Exercise set:
A: Please say whether each statement agrees with the supercritical CO₂ passage below, answering yes or no and quoting the deciding words: (i) With supercritical CO₂, depressurization releases the gas instantly, so there is little or no caking. (ii) The conductive foams are synthesized without organic solvents. (iii) The host polymer is impregnated with pyrrole before being oxidized.
B: In the supercritical CO₂ passage below, what gives the conductive foams their elasticity and processibility?

Selection:
--

Combes reported that his group can get around many of these processing headaches with supercritical CO₂. Because depressurization instantly releases the gas, there's little or no caking, and the process is almost entirely waste-free. And CO₂'s relative purity means water can be readily removed from silica.

The success of this approach has implications for supercritical CO₂ and surface chemistry in general. The absence of normally omnipresent water, along with the solvent's pressure tunabil-ity, creates a whole new research landscape. "If you can get rid of the atmospheric water, it opens unique synthetic pathways," Combes said.

Supercritical CO₂ also can be used in investigations of a type of conductive foam. The foams are a blend of a polypyrrole--a conducting polymer--and another polymer such as polyurethane. The combination gives the foams elasticity and processibility. Their syntheses, not surprisingly, require organic solvents such as methanol. The host polymer is impregnated with an oxidant, which oxidatively polymerizes pyrrole to polypyrrole within the host.

--

Information given:
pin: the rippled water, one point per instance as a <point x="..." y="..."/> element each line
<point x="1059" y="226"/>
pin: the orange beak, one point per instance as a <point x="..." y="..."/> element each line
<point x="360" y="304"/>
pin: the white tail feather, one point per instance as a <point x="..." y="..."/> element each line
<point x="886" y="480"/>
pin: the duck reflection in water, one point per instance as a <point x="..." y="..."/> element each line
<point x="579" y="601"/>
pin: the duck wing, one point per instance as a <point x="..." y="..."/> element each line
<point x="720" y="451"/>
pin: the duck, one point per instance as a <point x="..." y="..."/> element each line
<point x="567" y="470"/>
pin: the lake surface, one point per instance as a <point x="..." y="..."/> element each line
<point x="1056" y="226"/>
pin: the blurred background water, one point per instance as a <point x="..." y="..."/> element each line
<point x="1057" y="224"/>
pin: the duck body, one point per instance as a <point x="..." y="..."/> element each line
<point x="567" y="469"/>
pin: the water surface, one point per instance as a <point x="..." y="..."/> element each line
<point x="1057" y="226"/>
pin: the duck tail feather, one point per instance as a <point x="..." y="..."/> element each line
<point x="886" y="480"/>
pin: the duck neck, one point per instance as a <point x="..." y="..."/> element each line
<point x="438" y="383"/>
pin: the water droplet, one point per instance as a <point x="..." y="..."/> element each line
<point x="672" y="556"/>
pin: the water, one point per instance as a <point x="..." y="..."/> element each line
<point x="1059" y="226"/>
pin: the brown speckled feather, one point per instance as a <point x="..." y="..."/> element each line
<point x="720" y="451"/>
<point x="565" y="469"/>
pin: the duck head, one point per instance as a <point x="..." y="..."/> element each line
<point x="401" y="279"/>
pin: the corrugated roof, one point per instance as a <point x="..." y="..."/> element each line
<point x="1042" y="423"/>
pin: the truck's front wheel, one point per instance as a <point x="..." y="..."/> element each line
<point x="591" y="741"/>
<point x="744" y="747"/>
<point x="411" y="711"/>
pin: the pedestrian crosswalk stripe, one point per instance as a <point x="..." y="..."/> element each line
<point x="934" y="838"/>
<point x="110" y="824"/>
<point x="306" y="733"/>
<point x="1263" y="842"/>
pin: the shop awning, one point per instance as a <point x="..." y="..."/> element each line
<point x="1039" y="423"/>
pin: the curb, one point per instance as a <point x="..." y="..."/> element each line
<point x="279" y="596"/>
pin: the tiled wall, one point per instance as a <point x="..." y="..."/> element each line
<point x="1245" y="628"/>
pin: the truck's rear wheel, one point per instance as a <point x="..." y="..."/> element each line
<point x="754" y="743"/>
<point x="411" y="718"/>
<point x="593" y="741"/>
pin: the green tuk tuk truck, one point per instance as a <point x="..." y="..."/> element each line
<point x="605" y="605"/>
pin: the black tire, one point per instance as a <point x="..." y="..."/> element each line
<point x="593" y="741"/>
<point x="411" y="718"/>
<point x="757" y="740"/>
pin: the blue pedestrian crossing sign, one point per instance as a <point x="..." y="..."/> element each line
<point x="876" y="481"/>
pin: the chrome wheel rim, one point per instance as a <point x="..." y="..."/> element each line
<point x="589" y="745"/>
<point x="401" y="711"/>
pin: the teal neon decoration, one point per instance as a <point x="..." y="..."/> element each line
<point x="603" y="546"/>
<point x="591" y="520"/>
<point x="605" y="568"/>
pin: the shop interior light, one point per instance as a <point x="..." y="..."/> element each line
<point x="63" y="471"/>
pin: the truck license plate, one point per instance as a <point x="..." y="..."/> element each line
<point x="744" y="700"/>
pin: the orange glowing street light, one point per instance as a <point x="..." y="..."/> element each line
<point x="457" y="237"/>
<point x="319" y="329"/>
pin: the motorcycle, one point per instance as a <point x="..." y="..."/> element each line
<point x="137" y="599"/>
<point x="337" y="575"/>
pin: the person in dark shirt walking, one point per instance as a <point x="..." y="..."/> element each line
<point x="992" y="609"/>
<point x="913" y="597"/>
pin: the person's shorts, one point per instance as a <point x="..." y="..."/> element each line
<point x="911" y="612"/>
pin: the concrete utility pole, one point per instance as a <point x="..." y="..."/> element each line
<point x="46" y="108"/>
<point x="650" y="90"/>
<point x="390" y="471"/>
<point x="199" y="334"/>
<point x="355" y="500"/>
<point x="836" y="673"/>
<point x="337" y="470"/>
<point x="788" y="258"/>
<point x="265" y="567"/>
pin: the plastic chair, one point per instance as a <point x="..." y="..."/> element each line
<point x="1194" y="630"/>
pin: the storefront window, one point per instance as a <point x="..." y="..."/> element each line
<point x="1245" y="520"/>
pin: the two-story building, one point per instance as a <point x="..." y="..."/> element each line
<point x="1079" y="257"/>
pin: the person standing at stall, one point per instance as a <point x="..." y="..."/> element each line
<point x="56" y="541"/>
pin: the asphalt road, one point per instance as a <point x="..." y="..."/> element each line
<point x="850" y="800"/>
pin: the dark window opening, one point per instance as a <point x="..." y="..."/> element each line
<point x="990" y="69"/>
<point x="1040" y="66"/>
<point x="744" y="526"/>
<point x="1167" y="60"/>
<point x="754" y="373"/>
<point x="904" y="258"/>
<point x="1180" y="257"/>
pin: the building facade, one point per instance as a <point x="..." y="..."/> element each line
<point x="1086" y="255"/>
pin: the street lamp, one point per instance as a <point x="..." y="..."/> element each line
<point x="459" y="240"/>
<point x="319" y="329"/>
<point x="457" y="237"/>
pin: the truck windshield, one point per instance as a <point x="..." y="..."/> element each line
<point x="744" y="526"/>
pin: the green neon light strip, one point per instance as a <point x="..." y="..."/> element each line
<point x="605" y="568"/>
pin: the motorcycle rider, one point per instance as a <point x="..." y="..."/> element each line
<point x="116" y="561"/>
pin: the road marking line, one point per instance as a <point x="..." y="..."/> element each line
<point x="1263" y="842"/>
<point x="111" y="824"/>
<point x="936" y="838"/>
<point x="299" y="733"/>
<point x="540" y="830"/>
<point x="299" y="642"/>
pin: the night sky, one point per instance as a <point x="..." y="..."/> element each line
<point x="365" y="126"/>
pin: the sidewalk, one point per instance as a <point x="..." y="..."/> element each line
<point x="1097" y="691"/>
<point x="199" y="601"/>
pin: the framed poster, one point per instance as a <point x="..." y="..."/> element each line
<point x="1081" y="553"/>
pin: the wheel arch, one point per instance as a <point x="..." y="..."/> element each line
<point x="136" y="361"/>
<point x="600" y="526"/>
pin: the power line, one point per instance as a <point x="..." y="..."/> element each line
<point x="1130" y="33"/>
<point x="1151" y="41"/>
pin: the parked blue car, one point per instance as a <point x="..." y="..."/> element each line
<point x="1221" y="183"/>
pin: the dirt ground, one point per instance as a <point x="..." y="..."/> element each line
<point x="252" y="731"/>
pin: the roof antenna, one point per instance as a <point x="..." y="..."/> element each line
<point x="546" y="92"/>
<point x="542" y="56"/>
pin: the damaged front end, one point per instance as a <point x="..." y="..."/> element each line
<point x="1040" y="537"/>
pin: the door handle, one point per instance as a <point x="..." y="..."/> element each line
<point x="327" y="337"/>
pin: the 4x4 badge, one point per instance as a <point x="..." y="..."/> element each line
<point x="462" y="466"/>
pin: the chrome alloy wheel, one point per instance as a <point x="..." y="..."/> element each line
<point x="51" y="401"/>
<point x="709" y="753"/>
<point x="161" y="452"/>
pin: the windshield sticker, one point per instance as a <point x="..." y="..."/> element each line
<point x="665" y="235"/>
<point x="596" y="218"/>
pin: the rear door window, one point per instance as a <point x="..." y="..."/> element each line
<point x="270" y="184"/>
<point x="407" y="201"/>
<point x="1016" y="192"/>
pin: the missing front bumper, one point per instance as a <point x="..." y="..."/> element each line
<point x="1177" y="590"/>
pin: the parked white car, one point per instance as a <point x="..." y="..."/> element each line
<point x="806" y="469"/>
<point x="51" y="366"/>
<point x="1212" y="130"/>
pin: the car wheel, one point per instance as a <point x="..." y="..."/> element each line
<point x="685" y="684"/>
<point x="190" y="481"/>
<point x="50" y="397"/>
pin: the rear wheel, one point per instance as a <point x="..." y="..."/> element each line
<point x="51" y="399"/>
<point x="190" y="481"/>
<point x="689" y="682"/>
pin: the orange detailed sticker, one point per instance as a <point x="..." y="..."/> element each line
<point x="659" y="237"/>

--

Answers provided:
A:
(i) Yes: "Because depressurization instantly releases the gas, there's little or no caking"
(ii) No: "Their syntheses, not surprisingly, require organic solvents such as methanol."
(iii) No: "The host polymer is impregnated with an oxidant"

B: The combination of a polypyrrole with another polymer such as polyurethane gives the foams their elasticity and processibility.